#### Supplied material ####

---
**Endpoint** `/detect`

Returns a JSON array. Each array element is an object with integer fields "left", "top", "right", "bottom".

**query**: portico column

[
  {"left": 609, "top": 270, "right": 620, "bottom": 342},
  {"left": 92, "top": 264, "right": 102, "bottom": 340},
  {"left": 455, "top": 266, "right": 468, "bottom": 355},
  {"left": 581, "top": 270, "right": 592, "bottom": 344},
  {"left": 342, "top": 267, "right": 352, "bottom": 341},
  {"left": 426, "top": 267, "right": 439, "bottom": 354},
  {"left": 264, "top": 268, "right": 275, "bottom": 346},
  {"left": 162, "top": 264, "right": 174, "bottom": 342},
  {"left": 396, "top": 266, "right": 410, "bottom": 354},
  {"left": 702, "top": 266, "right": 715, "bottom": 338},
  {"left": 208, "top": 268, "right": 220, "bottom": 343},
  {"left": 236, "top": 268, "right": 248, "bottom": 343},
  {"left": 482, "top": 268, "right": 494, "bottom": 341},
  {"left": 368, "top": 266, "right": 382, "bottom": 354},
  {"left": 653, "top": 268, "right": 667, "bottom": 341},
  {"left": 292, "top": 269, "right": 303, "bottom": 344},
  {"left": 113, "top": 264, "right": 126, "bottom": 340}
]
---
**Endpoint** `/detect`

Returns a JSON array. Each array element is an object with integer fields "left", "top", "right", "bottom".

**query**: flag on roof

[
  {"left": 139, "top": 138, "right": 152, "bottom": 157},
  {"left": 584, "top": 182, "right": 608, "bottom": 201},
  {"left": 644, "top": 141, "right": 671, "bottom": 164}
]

####

• **About this task**:
Precisely reproduce all the entries shown above.

• **Response to this exercise**:
---
**Endpoint** `/detect`

Returns a JSON array. Each array element is an object with integer fields "left", "top", "right", "bottom".

**query**: portico column

[
  {"left": 609, "top": 270, "right": 620, "bottom": 342},
  {"left": 92, "top": 264, "right": 102, "bottom": 340},
  {"left": 455, "top": 266, "right": 468, "bottom": 355},
  {"left": 581, "top": 270, "right": 592, "bottom": 344},
  {"left": 342, "top": 267, "right": 352, "bottom": 341},
  {"left": 426, "top": 267, "right": 439, "bottom": 354},
  {"left": 264, "top": 268, "right": 275, "bottom": 346},
  {"left": 162, "top": 264, "right": 174, "bottom": 342},
  {"left": 396, "top": 266, "right": 410, "bottom": 354},
  {"left": 702, "top": 266, "right": 715, "bottom": 338},
  {"left": 208, "top": 268, "right": 220, "bottom": 343},
  {"left": 236, "top": 268, "right": 248, "bottom": 343},
  {"left": 482, "top": 268, "right": 494, "bottom": 341},
  {"left": 368, "top": 266, "right": 382, "bottom": 354},
  {"left": 653, "top": 268, "right": 667, "bottom": 341},
  {"left": 292, "top": 269, "right": 303, "bottom": 344},
  {"left": 113, "top": 264, "right": 126, "bottom": 340}
]
---
**Endpoint** `/detect`

Returns a JSON array. Each array element is an object with integer fields "left", "top", "right", "bottom".

**query**: flag on roof

[
  {"left": 139, "top": 138, "right": 152, "bottom": 157},
  {"left": 584, "top": 182, "right": 608, "bottom": 201},
  {"left": 644, "top": 141, "right": 671, "bottom": 164}
]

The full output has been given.